## Exercise goal
Convert the items below into a numbered list with one line per entry and no blank lines, omitting the pictures.

>>>

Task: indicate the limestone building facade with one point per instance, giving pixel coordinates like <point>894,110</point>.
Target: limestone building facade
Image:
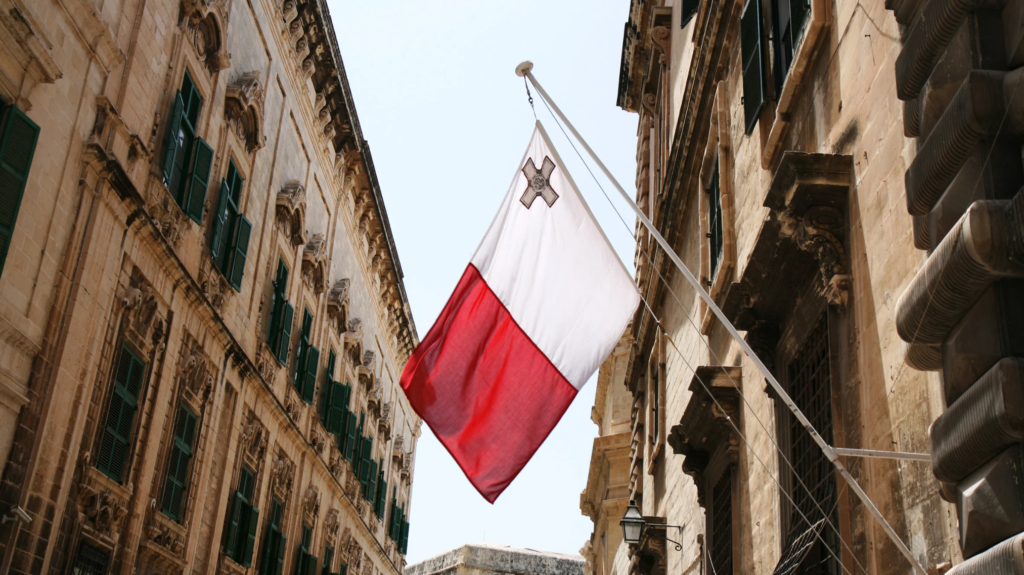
<point>844,178</point>
<point>202,311</point>
<point>491,559</point>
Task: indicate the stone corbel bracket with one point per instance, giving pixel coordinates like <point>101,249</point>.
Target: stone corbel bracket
<point>291,212</point>
<point>244,108</point>
<point>809,194</point>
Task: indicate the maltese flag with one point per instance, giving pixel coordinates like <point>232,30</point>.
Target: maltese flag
<point>543,302</point>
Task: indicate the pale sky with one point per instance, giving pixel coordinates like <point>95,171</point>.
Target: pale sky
<point>448,121</point>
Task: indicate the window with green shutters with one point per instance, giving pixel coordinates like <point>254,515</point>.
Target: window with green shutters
<point>17,145</point>
<point>240,537</point>
<point>274,542</point>
<point>231,230</point>
<point>282,314</point>
<point>116,439</point>
<point>788,21</point>
<point>752,51</point>
<point>175,484</point>
<point>306,563</point>
<point>187,159</point>
<point>689,10</point>
<point>305,371</point>
<point>351,434</point>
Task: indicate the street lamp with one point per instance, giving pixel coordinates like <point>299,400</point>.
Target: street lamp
<point>634,524</point>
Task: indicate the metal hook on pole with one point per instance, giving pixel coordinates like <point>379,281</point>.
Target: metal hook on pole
<point>525,70</point>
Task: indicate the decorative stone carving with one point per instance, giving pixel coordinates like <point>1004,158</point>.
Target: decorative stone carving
<point>282,475</point>
<point>204,29</point>
<point>332,525</point>
<point>310,504</point>
<point>253,439</point>
<point>317,440</point>
<point>291,212</point>
<point>244,109</point>
<point>314,266</point>
<point>337,306</point>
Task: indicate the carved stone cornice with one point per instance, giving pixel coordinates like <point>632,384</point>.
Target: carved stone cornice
<point>244,109</point>
<point>708,423</point>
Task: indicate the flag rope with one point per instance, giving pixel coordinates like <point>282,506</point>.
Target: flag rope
<point>525,71</point>
<point>735,428</point>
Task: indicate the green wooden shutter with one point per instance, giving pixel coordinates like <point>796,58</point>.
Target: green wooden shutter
<point>752,48</point>
<point>121,414</point>
<point>350,438</point>
<point>240,250</point>
<point>336,415</point>
<point>177,470</point>
<point>250,543</point>
<point>371,491</point>
<point>171,142</point>
<point>365,450</point>
<point>220,222</point>
<point>195,201</point>
<point>235,526</point>
<point>282,545</point>
<point>312,362</point>
<point>285,335</point>
<point>16,148</point>
<point>403,543</point>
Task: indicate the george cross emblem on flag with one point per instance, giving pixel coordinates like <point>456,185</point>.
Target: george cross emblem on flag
<point>539,182</point>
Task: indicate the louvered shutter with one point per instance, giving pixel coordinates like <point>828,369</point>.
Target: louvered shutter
<point>235,526</point>
<point>350,438</point>
<point>336,417</point>
<point>309,385</point>
<point>200,177</point>
<point>220,224</point>
<point>171,143</point>
<point>16,148</point>
<point>752,48</point>
<point>253,525</point>
<point>285,334</point>
<point>240,250</point>
<point>282,545</point>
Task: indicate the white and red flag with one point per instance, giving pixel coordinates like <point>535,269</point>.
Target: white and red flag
<point>543,302</point>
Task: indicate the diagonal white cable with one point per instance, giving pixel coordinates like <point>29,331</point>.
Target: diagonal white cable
<point>524,70</point>
<point>753,411</point>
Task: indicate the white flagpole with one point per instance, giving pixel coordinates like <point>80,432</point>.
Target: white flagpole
<point>525,69</point>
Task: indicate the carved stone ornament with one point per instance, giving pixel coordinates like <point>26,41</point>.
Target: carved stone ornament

<<<

## Response
1. Task: indicate the limestone building facade with one point per instance, giving pixel coordinates like <point>894,110</point>.
2. Target: limestone building facade
3. Image:
4. <point>844,178</point>
5. <point>202,311</point>
6. <point>491,559</point>
7. Task: indicate the stone corbel bracket with one point per instance, giving pixel coordinates like <point>101,249</point>.
8. Target: stone corbel bracket
9. <point>291,212</point>
10. <point>244,108</point>
11. <point>809,194</point>
12. Task: indicate the maltese flag with one point per instance, giving pixel coordinates like <point>232,30</point>.
13. Target: maltese flag
14. <point>543,302</point>
15. Task: indicate the pale sky with one point per instance, giving pixel coordinates like <point>95,171</point>.
16. Target: pale sky
17. <point>448,121</point>
18. Task: indicate the window with green shutters with one point per instance, giving pixel coordinates like <point>254,515</point>.
19. Target: window with green shutters
20. <point>17,145</point>
21. <point>240,537</point>
22. <point>274,542</point>
23. <point>231,230</point>
24. <point>282,314</point>
25. <point>116,439</point>
26. <point>788,21</point>
27. <point>752,51</point>
28. <point>175,484</point>
29. <point>306,563</point>
30. <point>187,159</point>
31. <point>689,10</point>
32. <point>305,371</point>
33. <point>351,434</point>
34. Task: indicate the street lamp with one point per instance, giving pixel coordinates like <point>299,400</point>.
35. Target: street lamp
36. <point>634,524</point>
37. Task: indicate the metal hook on pole with one point per instance, giving pixel coordinates like <point>379,281</point>.
38. Target: metal hook on pole
39. <point>525,70</point>
40. Task: indicate the decorative stone carving with one point per instance, giving pixel coordinates like <point>1004,158</point>.
41. Target: decorative stone carving
42. <point>282,475</point>
43. <point>204,29</point>
44. <point>332,525</point>
45. <point>310,504</point>
46. <point>253,439</point>
47. <point>317,440</point>
48. <point>291,212</point>
49. <point>244,109</point>
50. <point>314,266</point>
51. <point>337,306</point>
52. Task: indicate the carved stone cornice with one point per instance, giving pixel coordinates like <point>632,384</point>.
53. Target: carved stone cornice
54. <point>244,109</point>
55. <point>708,423</point>
56. Task: indicate the flag rope with one point per instance, giving pixel coordinates like <point>282,506</point>.
57. Target: flag rope
58. <point>525,71</point>
59. <point>735,428</point>
60. Task: indicate the green wooden shutter with one point per instance, giving pixel coordinates like <point>796,58</point>.
61. Target: green wooden shutter
62. <point>752,48</point>
63. <point>121,414</point>
64. <point>350,438</point>
65. <point>240,250</point>
66. <point>336,415</point>
67. <point>177,470</point>
68. <point>250,543</point>
69. <point>371,491</point>
70. <point>171,142</point>
71. <point>365,450</point>
72. <point>220,222</point>
73. <point>195,201</point>
74. <point>235,526</point>
75. <point>282,545</point>
76. <point>312,362</point>
77. <point>285,335</point>
78. <point>16,148</point>
79. <point>403,543</point>
80. Task: indicate the george cross emblem on flag with one point per instance, giving pixel coordinates like <point>456,185</point>.
81. Target: george cross emblem on flag
82. <point>539,182</point>
83. Task: indicate the louvered shutter with one point per instance, giving pixel coordinates like <point>828,369</point>.
84. Target: louvered shutter
85. <point>235,526</point>
86. <point>350,438</point>
87. <point>336,417</point>
88. <point>309,385</point>
89. <point>200,177</point>
90. <point>220,224</point>
91. <point>171,143</point>
92. <point>16,148</point>
93. <point>752,48</point>
94. <point>253,525</point>
95. <point>285,334</point>
96. <point>240,250</point>
97. <point>282,545</point>
98. Task: indicate the white and red flag with one point per instance, giving pixel coordinates like <point>535,269</point>.
99. Target: white and red flag
100. <point>543,302</point>
101. Task: indicate the diagonal white cable with one point per instance, giving pixel coordinates like <point>29,331</point>.
102. Target: diagonal white cable
103. <point>524,70</point>
104. <point>753,411</point>
105. Task: indicate the white flagpole with one point per instance, giving pixel coordinates like <point>80,432</point>.
106. Target: white flagpole
107. <point>525,69</point>
108. Task: indicate the carved stone ornament with one point per instance, giving pixel coordinates like <point>26,41</point>.
109. Target: carved stone ornament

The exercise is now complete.